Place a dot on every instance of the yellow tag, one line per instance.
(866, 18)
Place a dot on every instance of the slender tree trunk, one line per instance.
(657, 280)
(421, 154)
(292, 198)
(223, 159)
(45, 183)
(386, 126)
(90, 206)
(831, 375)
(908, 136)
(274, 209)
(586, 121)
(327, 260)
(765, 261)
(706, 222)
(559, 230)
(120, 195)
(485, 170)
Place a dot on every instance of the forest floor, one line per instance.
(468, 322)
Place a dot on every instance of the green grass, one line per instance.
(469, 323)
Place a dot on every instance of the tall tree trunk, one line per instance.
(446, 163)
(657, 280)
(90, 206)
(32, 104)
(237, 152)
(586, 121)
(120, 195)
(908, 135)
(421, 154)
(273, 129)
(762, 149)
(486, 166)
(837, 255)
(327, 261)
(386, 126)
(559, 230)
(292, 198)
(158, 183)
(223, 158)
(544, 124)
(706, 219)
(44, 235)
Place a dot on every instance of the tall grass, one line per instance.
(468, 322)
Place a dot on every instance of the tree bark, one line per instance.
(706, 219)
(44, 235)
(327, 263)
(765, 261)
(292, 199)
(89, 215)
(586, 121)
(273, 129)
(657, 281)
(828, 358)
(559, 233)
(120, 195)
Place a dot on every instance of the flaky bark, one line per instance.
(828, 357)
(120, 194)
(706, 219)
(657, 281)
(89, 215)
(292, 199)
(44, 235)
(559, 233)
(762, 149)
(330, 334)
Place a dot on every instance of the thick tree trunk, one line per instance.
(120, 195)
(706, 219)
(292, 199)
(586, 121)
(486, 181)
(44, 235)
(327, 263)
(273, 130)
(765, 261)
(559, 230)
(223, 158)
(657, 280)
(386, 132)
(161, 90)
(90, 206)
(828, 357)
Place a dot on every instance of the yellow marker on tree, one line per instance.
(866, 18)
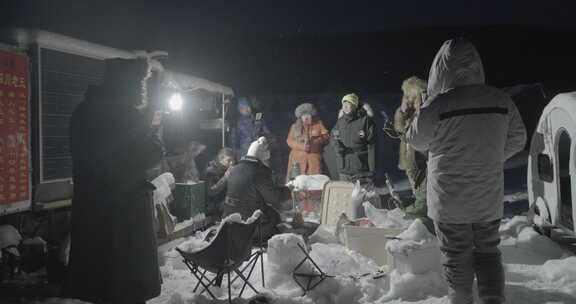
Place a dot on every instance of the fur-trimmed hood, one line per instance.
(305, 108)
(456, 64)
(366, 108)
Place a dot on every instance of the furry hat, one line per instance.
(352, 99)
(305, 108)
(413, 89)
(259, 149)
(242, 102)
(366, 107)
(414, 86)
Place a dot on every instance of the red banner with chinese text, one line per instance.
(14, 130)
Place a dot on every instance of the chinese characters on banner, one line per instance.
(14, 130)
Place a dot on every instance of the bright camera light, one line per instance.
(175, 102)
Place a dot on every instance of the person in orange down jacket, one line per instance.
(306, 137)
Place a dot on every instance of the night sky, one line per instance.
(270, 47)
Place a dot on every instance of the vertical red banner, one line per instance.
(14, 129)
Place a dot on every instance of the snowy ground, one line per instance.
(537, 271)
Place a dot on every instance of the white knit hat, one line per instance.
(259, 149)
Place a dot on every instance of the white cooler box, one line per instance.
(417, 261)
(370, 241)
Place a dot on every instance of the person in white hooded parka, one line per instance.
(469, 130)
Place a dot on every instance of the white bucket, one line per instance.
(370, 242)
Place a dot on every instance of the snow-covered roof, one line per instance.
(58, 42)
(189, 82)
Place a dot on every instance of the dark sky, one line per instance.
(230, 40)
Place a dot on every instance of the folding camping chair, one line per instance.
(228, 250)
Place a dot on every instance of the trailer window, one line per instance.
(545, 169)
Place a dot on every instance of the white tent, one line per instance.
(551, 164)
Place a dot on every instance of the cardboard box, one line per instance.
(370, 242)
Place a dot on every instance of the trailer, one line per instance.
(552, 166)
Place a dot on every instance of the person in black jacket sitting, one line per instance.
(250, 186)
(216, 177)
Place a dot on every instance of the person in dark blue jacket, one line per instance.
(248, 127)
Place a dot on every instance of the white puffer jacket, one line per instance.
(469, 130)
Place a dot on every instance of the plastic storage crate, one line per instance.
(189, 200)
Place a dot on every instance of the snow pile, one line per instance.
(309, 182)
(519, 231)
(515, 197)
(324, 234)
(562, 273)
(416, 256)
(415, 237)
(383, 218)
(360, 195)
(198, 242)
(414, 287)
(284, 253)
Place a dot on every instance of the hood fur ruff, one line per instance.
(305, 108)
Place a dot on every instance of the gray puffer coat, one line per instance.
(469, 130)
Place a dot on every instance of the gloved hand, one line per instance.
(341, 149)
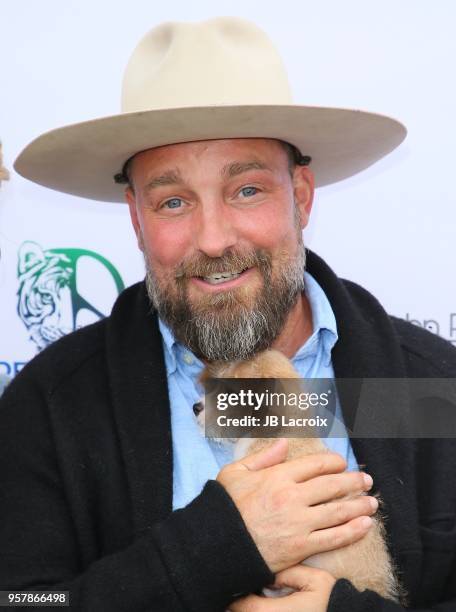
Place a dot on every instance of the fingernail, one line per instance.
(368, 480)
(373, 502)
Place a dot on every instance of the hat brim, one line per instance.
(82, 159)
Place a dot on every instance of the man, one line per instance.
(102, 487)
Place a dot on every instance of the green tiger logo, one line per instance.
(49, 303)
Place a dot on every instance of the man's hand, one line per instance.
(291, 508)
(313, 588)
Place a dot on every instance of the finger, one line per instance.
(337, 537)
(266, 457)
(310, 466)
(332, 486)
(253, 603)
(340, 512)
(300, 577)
--
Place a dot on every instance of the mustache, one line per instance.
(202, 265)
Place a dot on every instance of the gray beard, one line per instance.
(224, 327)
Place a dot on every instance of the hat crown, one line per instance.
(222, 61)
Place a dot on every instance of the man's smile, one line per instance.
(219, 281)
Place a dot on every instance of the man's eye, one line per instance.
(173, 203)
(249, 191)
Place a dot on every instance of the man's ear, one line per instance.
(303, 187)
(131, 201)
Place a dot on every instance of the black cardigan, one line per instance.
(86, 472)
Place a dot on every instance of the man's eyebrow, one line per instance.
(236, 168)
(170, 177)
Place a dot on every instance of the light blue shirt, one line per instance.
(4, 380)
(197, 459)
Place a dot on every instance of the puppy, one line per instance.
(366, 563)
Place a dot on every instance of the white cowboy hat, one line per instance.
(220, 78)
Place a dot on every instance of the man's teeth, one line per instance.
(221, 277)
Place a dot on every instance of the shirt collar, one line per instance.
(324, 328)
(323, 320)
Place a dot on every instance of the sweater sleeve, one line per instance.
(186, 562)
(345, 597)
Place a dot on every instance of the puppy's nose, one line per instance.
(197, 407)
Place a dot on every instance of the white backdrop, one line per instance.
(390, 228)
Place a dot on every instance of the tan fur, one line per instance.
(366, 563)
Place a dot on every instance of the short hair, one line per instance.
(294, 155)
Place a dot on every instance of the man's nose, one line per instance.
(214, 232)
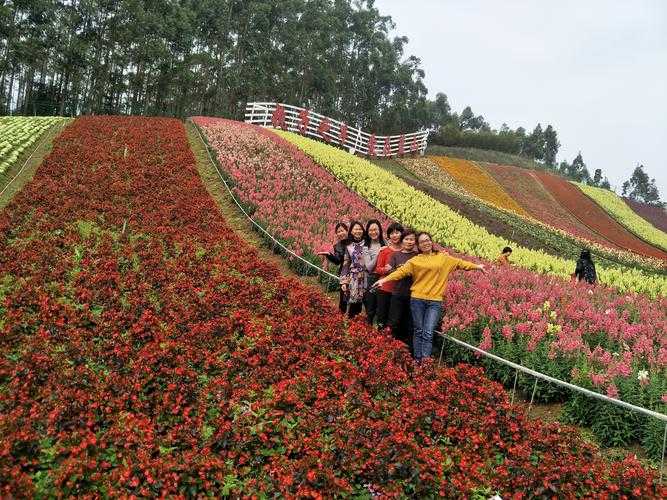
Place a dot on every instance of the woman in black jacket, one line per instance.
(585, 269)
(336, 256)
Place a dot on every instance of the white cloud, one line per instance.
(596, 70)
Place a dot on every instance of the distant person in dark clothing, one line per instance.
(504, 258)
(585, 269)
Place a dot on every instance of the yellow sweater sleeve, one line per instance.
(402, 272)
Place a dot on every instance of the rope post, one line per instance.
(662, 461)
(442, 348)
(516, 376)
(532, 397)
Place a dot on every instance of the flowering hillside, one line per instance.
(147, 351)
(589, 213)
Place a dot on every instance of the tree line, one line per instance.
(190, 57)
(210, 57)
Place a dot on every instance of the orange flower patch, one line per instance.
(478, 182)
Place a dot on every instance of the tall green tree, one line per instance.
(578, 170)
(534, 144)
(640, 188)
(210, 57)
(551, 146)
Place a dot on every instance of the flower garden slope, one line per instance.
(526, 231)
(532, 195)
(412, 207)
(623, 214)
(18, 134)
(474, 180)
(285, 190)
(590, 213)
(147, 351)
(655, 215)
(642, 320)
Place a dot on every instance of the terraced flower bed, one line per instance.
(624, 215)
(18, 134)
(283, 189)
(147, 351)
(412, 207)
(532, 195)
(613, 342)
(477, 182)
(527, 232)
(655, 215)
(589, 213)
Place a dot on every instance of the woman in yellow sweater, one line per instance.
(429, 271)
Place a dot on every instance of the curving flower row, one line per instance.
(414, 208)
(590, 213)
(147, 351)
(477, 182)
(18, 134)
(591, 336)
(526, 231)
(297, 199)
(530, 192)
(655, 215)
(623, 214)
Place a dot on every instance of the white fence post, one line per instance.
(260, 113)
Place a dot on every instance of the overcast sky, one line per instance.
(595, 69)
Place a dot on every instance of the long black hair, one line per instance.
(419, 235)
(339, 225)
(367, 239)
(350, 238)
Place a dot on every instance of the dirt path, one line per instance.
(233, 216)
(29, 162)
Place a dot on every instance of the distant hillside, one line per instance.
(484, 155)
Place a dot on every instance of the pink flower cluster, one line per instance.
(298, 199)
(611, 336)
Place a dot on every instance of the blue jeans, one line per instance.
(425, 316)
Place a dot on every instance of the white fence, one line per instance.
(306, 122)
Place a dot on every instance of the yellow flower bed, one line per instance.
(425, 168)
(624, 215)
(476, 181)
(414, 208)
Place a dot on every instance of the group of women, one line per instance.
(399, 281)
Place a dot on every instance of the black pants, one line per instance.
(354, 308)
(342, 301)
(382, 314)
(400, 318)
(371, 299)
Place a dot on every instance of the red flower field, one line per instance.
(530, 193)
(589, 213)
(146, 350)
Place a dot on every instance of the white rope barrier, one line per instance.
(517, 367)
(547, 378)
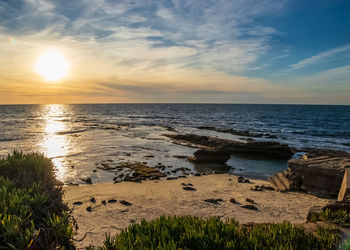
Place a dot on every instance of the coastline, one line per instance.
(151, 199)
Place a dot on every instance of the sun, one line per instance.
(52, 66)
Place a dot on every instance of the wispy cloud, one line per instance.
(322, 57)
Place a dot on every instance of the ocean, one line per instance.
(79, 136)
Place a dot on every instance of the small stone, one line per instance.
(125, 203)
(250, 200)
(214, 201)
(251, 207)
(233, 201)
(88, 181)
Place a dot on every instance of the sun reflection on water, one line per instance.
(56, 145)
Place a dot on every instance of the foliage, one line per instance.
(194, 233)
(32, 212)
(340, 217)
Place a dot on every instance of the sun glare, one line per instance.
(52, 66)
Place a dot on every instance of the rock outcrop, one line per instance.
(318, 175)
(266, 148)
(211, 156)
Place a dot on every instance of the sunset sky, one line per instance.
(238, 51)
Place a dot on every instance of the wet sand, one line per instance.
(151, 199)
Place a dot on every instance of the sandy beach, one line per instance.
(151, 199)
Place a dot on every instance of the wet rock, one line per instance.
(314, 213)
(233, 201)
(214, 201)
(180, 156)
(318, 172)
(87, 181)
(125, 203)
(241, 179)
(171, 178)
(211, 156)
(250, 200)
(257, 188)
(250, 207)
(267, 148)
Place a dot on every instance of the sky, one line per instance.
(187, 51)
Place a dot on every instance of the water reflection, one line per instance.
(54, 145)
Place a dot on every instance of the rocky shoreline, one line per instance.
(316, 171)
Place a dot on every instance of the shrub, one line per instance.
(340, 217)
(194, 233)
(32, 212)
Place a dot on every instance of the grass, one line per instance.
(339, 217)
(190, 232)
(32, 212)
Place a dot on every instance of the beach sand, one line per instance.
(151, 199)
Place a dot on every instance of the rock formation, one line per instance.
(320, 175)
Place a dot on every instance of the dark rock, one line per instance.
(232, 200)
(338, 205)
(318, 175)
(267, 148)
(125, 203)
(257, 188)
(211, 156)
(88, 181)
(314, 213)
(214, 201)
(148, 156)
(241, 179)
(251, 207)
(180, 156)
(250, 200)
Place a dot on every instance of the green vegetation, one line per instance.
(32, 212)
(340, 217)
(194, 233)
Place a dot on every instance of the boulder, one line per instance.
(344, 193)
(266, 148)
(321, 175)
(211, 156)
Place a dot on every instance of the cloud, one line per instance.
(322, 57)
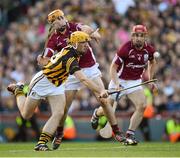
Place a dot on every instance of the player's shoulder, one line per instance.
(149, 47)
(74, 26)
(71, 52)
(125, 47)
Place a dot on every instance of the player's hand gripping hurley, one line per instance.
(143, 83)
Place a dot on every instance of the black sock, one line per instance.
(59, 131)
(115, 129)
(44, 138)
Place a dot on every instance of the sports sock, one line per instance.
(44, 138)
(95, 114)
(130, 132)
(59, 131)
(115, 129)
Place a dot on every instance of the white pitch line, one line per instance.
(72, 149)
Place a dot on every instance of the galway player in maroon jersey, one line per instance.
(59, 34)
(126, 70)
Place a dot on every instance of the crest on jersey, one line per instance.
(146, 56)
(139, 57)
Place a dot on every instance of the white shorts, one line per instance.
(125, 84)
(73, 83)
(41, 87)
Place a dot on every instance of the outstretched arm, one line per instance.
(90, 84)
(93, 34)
--
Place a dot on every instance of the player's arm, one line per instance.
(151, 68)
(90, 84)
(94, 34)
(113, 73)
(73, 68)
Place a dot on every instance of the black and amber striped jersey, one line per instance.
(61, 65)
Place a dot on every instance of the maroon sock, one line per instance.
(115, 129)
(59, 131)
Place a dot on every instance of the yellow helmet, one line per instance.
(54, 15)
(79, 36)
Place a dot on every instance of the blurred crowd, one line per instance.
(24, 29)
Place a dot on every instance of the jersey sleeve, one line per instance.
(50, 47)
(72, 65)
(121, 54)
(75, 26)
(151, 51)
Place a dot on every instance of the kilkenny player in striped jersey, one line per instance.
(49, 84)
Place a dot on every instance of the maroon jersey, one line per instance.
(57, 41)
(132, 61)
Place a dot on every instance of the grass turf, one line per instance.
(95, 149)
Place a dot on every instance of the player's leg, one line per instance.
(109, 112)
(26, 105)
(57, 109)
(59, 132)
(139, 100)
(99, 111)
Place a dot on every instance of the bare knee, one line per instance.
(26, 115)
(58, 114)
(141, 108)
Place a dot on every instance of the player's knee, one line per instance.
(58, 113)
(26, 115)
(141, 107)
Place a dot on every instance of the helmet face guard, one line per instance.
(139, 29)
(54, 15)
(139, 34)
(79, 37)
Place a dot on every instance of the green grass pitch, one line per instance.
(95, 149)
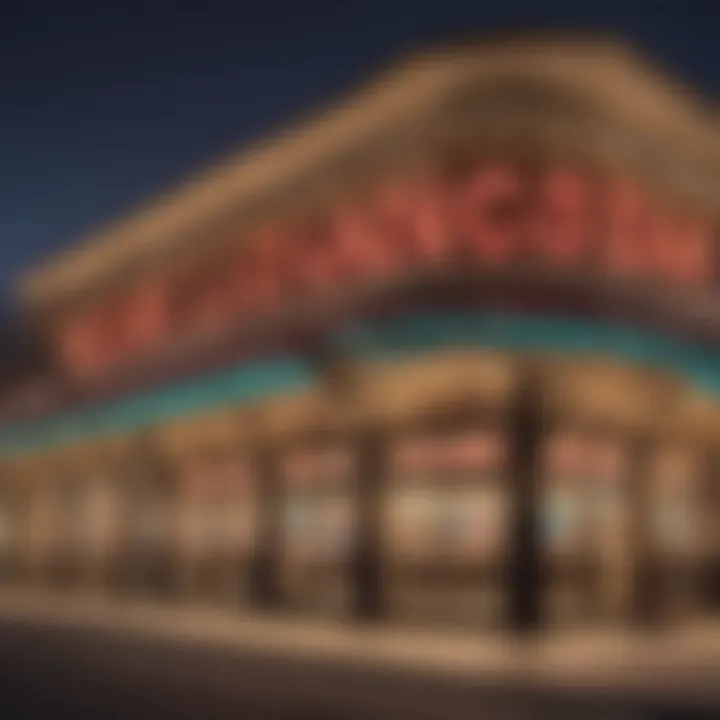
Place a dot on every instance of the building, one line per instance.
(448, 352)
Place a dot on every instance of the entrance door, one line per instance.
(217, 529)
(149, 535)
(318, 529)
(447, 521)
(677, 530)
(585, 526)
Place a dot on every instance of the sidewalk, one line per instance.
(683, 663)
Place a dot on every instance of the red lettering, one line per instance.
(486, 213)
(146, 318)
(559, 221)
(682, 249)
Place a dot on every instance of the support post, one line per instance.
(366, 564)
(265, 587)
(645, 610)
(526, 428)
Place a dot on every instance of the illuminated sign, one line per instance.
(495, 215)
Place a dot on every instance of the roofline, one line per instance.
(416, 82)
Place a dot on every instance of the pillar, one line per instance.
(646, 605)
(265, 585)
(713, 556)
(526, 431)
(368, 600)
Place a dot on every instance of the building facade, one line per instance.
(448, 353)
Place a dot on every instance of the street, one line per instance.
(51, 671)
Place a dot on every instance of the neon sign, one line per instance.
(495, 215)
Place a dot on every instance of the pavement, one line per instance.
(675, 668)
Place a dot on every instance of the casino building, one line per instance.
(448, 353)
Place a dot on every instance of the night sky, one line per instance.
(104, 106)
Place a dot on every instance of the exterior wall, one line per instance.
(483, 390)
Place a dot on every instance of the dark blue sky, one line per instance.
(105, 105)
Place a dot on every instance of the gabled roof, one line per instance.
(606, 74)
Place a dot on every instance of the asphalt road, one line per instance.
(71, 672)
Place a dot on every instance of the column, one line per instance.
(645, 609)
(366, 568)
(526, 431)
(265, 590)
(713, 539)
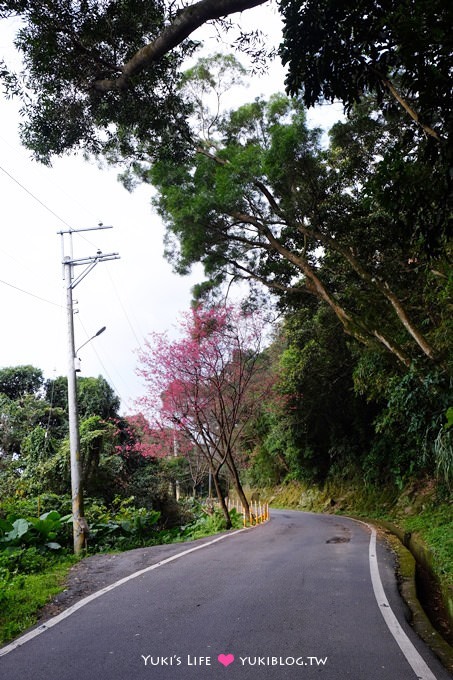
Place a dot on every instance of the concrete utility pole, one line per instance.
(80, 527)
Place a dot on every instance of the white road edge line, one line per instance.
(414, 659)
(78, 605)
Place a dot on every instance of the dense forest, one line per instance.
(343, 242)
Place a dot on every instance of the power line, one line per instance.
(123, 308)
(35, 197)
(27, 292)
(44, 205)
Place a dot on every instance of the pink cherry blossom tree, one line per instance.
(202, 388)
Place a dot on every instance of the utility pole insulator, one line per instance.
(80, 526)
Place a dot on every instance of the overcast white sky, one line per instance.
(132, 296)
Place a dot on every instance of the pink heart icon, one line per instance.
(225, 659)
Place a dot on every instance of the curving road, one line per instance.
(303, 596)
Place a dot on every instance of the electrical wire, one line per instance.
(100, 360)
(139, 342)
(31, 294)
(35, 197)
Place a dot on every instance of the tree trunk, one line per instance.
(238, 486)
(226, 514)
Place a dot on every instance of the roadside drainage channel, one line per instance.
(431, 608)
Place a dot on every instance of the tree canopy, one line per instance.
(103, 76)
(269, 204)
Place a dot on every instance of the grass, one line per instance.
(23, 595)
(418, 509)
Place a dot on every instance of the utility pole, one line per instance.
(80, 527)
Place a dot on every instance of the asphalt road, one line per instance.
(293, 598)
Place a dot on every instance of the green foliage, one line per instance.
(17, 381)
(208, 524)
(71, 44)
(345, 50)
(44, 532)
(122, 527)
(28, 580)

- **Work required**:
Please report every line of the records above that contains the word "knee", copying each such line in full.

- **Exercise response**:
Place a dot on every instance of the bare knee, one line per instance.
Place a dot on every instance of the player's knee, one line per instance.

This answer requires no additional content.